■ TAREFA CURTA: Pode reescrever toda a listagem trocando "Keypoints" por "Points", sem mudar mais nada e deixando as imagens fora da resposta?

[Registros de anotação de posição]
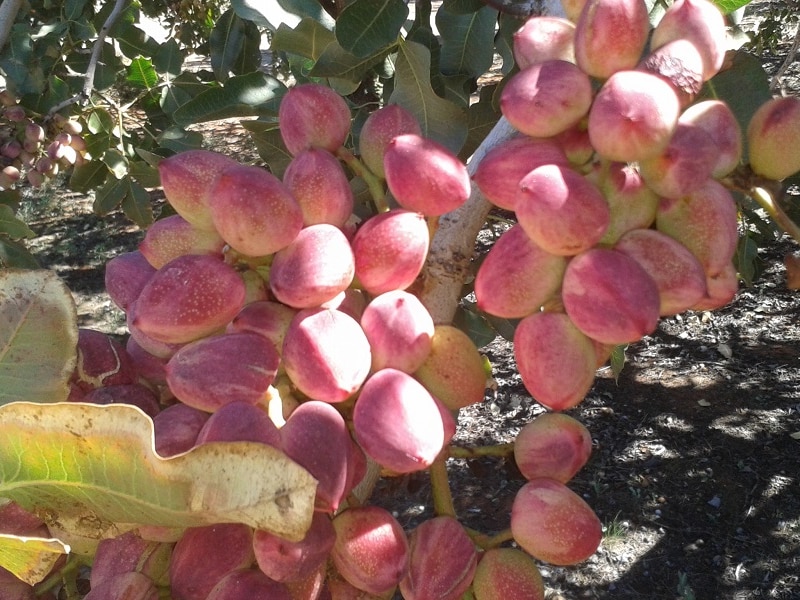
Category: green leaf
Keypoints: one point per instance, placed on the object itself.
(108, 197)
(617, 361)
(133, 42)
(14, 255)
(255, 94)
(83, 29)
(226, 43)
(249, 58)
(728, 6)
(482, 116)
(11, 198)
(141, 73)
(169, 58)
(30, 558)
(98, 464)
(475, 326)
(21, 69)
(136, 204)
(73, 9)
(746, 259)
(116, 163)
(439, 119)
(152, 159)
(467, 41)
(744, 87)
(88, 176)
(12, 226)
(172, 98)
(273, 13)
(269, 145)
(307, 39)
(38, 339)
(366, 26)
(337, 62)
(178, 139)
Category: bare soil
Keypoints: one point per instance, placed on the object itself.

■ RESPOSTA COMPLETA:
Category: green leaf
Points: one point per instance, placed on the object itself.
(108, 197)
(617, 361)
(133, 42)
(14, 255)
(255, 94)
(83, 29)
(226, 43)
(249, 58)
(728, 6)
(482, 116)
(11, 198)
(141, 73)
(169, 58)
(30, 558)
(98, 464)
(475, 326)
(21, 69)
(136, 204)
(73, 9)
(746, 259)
(116, 163)
(439, 119)
(152, 159)
(467, 41)
(744, 87)
(88, 176)
(12, 226)
(172, 98)
(273, 13)
(269, 145)
(307, 39)
(38, 339)
(366, 26)
(337, 62)
(178, 139)
Category: bare soil
Points: one point per instance, placed on the object itself.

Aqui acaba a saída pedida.